Segment Start: SUPPLIED INFORMATION

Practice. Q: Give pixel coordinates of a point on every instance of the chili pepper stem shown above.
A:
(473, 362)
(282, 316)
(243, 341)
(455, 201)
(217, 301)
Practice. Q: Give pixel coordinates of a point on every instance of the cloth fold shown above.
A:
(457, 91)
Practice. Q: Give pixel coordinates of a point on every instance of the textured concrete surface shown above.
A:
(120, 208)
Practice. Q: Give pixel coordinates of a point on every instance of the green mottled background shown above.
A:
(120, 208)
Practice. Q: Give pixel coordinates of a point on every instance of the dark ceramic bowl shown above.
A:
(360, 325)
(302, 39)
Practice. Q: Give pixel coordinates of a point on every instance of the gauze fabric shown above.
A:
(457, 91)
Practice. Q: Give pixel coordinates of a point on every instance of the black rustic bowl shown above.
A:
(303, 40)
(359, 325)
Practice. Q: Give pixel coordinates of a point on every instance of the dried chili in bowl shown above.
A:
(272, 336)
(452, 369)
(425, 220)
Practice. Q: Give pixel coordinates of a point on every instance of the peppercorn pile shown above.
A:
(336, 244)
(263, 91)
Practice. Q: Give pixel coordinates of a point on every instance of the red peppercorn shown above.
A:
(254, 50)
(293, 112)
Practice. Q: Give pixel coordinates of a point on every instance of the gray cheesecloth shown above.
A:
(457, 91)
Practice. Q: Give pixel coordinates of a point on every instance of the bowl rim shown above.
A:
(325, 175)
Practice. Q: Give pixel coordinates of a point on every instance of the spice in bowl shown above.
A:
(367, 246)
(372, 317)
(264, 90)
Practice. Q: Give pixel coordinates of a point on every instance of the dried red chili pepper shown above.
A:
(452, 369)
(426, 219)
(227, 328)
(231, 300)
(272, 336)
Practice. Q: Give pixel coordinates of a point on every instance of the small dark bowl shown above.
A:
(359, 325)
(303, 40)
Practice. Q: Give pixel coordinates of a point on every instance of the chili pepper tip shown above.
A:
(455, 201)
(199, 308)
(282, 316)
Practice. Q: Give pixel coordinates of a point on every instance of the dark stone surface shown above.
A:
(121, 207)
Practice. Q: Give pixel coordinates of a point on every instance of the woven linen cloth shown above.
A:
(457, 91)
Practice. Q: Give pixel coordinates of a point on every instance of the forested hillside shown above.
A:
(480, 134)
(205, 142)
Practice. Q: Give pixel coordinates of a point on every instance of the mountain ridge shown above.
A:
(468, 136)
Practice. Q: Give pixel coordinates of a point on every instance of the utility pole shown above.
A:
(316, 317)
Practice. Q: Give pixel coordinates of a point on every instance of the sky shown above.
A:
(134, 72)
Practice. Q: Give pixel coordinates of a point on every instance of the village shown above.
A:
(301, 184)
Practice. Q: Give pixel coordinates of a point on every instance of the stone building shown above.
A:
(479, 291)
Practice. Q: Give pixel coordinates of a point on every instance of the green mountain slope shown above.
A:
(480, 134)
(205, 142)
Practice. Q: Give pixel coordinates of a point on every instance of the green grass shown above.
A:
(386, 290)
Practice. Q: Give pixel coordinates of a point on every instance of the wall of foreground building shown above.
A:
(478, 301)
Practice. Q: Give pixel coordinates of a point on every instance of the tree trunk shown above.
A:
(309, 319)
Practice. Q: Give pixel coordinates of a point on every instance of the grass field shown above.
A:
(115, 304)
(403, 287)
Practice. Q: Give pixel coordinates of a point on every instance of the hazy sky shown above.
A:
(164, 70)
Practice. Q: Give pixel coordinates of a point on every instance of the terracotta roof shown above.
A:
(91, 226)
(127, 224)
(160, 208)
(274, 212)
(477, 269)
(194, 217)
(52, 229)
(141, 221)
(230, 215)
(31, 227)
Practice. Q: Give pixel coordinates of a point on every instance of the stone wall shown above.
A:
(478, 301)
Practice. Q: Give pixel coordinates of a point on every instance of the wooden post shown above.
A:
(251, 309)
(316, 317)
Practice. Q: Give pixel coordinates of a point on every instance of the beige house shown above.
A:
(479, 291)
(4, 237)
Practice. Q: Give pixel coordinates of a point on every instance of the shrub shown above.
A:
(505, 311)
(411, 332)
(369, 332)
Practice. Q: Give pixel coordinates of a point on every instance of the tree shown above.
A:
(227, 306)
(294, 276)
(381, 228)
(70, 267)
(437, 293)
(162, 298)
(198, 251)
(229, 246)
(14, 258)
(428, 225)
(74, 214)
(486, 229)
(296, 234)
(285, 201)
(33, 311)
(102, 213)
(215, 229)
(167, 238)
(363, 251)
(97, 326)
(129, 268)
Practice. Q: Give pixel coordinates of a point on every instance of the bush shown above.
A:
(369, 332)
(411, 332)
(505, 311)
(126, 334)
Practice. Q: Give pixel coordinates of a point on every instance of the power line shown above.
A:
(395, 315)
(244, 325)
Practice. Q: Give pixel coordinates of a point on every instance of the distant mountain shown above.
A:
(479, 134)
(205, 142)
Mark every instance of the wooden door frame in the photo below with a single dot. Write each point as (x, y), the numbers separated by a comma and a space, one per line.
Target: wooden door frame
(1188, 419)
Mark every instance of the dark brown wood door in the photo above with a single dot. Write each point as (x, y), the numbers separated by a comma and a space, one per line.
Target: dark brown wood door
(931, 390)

Segment End: SUPPLIED INFORMATION

- [EXERCISE BRIEF] Which lines of the records above hold the word "comma"? Copy each of them.

- [YOUR RESPONSE]
Mark every instance of the wooden door frame in the photo below with a single dot. Write each point as (x, y), the numbers separated by a comma and a space, one per line.
Mark every instance of the dark brown wood door in the photo above with a single dot. Write each point as (x, y), the numbers separated by a comma and a space, one per line.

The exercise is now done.